- GIVEN EXERCISE: Quote the items verbatim, from the line with "Box the red arched steel frame in this photo." up to and including the line with "[489,829,537,925]".

[START OF DATASET ENTRIES]

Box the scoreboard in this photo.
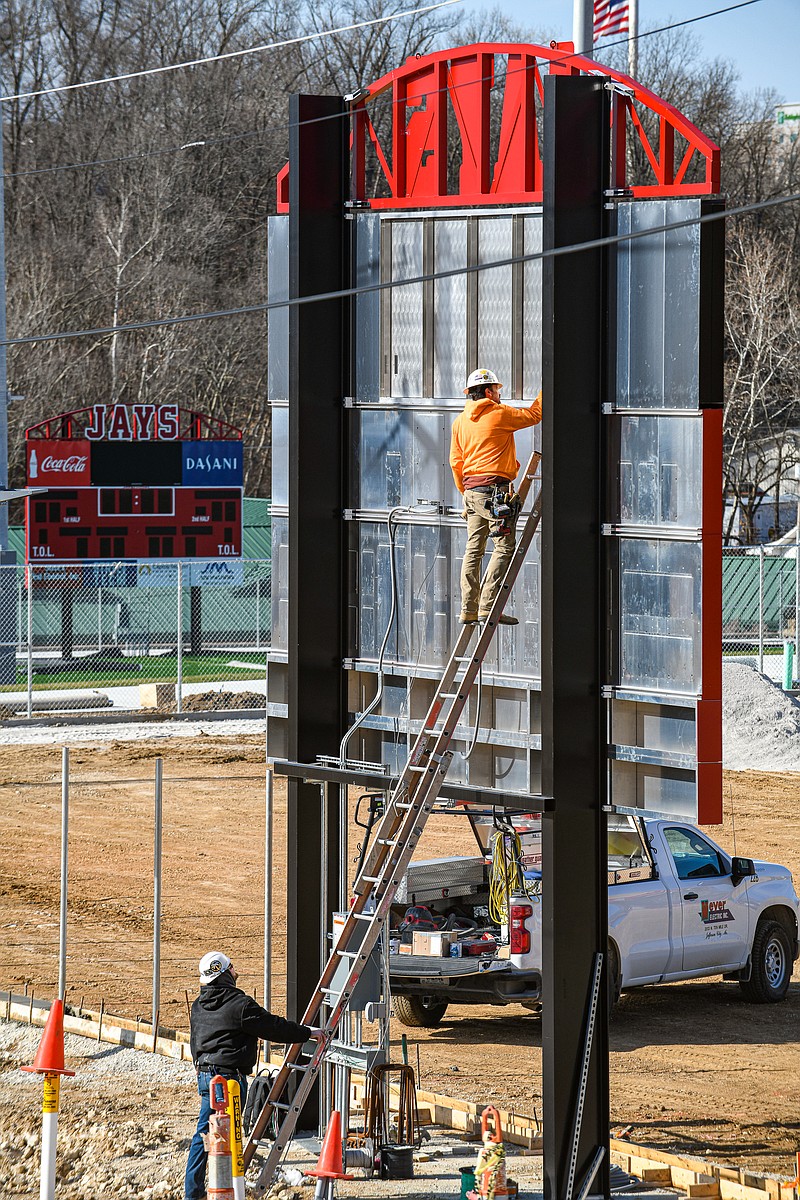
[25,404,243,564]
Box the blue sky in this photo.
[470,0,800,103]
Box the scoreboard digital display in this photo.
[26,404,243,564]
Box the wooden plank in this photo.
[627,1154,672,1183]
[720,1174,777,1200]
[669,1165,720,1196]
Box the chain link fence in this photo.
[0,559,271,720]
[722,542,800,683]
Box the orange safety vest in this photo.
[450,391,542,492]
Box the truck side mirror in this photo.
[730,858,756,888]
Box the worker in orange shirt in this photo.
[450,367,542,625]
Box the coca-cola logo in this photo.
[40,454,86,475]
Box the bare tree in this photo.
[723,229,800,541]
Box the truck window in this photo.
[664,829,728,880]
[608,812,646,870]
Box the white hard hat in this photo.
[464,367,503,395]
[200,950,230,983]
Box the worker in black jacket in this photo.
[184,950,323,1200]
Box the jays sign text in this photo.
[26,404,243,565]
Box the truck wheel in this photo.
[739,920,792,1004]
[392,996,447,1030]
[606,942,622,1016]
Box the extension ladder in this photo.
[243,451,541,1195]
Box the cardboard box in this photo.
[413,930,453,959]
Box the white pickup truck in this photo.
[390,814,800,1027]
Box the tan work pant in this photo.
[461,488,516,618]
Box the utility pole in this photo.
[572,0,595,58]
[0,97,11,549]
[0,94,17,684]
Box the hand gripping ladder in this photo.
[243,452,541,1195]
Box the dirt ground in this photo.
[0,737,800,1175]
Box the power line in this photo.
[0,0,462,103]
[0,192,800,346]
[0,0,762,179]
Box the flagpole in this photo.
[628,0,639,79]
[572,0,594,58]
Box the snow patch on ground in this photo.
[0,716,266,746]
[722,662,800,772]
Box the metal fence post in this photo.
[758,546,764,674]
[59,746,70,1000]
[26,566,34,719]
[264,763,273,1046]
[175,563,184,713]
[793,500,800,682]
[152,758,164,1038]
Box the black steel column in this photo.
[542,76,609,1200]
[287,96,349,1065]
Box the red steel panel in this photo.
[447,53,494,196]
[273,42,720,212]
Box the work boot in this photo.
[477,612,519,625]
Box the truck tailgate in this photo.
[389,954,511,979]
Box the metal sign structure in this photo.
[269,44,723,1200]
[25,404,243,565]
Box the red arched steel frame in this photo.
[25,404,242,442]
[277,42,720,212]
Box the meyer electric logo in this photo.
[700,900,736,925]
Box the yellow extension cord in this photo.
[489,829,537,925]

[END OF DATASET ENTRIES]
[START OF DATASET ENTRIES]

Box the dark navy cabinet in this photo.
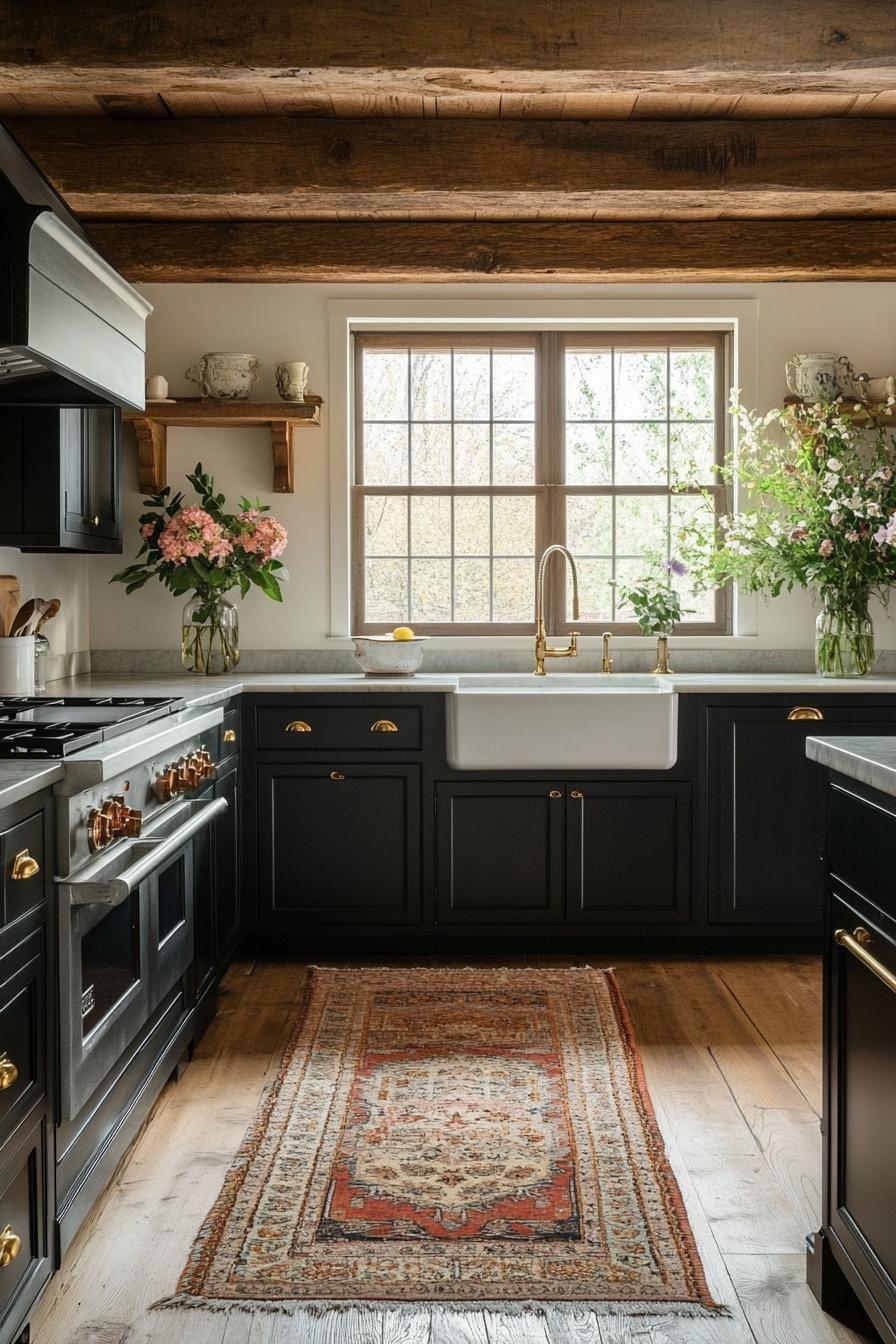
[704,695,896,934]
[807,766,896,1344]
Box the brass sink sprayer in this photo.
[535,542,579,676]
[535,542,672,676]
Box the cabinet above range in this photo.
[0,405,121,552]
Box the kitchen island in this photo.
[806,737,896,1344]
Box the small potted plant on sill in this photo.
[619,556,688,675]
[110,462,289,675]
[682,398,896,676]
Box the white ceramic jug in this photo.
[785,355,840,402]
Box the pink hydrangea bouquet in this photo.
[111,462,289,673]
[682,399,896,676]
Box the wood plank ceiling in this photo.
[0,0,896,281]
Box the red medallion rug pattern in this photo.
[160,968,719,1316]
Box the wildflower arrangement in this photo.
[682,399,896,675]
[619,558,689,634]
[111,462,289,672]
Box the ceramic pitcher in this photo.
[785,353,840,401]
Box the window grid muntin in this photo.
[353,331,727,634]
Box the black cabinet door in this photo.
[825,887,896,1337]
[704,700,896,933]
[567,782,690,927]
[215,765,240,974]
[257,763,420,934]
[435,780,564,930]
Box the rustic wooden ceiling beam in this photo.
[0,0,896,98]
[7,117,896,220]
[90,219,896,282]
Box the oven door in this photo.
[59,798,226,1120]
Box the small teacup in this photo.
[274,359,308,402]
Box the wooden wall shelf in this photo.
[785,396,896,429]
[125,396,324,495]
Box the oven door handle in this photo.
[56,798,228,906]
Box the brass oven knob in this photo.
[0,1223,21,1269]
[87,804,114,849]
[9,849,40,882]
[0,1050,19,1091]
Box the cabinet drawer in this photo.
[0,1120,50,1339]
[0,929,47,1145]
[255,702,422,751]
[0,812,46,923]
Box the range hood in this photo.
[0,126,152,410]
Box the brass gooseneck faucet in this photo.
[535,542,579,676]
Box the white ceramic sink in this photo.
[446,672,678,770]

[END OF DATASET ENTRIES]
[START OF DATASET ENTRIES]

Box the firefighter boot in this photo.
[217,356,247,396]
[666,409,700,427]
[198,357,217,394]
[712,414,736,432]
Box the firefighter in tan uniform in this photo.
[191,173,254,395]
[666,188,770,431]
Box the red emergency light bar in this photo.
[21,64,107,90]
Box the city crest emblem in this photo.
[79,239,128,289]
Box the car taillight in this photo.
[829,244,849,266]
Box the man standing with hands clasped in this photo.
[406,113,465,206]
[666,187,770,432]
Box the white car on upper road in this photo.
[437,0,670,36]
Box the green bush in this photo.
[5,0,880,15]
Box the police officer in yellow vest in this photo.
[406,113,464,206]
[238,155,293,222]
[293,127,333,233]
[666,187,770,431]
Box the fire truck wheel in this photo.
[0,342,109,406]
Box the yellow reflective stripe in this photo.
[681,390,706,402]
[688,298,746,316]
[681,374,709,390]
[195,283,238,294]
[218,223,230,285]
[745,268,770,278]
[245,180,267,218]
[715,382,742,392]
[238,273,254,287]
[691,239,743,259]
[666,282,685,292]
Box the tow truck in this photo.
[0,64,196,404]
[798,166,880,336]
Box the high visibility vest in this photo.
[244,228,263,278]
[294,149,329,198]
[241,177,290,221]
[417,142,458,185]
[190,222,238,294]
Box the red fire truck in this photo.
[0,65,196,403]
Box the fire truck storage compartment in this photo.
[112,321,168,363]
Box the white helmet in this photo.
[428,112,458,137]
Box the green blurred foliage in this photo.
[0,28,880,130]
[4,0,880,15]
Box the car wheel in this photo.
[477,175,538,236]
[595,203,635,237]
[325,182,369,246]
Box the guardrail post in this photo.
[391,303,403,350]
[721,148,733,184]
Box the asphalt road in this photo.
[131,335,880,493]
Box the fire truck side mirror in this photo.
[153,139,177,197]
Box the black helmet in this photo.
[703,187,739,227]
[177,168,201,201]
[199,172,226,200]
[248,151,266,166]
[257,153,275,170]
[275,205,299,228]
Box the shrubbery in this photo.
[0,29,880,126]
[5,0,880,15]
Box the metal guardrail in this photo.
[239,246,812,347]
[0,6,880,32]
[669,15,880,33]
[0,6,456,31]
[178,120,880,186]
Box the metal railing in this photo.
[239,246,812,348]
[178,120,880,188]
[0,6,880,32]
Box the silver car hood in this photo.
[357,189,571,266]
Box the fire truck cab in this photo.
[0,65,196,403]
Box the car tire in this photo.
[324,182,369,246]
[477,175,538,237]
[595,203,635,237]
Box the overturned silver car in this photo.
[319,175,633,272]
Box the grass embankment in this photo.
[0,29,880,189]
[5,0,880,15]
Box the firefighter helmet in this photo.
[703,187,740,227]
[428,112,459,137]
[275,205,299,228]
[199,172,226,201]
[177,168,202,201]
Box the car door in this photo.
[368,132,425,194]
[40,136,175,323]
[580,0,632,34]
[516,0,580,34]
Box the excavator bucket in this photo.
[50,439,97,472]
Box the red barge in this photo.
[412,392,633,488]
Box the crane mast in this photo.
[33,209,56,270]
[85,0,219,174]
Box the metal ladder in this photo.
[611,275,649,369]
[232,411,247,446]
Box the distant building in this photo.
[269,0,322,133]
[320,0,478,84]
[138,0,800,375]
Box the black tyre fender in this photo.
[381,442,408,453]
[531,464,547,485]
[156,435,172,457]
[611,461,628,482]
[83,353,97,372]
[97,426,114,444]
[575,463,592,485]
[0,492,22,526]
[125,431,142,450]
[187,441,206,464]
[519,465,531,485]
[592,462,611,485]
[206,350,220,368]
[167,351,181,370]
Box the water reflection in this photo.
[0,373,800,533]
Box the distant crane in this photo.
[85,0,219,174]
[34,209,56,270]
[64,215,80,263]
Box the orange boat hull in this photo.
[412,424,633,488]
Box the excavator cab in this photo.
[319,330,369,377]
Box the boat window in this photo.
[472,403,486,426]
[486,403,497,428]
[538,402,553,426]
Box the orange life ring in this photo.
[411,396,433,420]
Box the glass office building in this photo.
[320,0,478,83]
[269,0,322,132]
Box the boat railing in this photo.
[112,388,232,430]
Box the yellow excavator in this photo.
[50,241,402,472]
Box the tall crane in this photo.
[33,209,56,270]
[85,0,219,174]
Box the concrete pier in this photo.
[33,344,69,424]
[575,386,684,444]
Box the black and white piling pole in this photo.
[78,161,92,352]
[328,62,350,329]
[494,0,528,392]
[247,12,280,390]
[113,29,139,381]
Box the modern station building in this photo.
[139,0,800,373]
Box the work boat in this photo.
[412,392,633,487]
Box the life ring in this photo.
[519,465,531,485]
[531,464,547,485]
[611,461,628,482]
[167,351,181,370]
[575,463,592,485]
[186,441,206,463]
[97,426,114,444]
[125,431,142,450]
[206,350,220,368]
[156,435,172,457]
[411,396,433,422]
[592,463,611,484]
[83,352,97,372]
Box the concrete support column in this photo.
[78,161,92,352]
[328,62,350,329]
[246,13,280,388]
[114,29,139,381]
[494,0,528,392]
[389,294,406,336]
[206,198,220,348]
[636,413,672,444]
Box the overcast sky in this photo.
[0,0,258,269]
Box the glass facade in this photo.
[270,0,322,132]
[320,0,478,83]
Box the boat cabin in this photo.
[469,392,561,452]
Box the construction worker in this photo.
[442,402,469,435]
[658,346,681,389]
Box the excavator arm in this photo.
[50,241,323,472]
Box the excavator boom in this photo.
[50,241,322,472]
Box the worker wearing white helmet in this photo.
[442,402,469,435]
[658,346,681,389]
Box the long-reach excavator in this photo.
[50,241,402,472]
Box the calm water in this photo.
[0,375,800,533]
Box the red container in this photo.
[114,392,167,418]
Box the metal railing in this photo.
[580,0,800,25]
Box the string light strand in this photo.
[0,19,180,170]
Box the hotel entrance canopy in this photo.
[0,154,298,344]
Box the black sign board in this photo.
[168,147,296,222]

[END OF DATASET ENTRIES]

- SOLUTION BELOW:
Box the red arched steel frame in this photo.
[25,404,242,442]
[277,42,720,212]
Box the meyer electric logo in this photo.
[700,900,736,925]
Box the yellow extension cord in this photo.
[489,829,537,925]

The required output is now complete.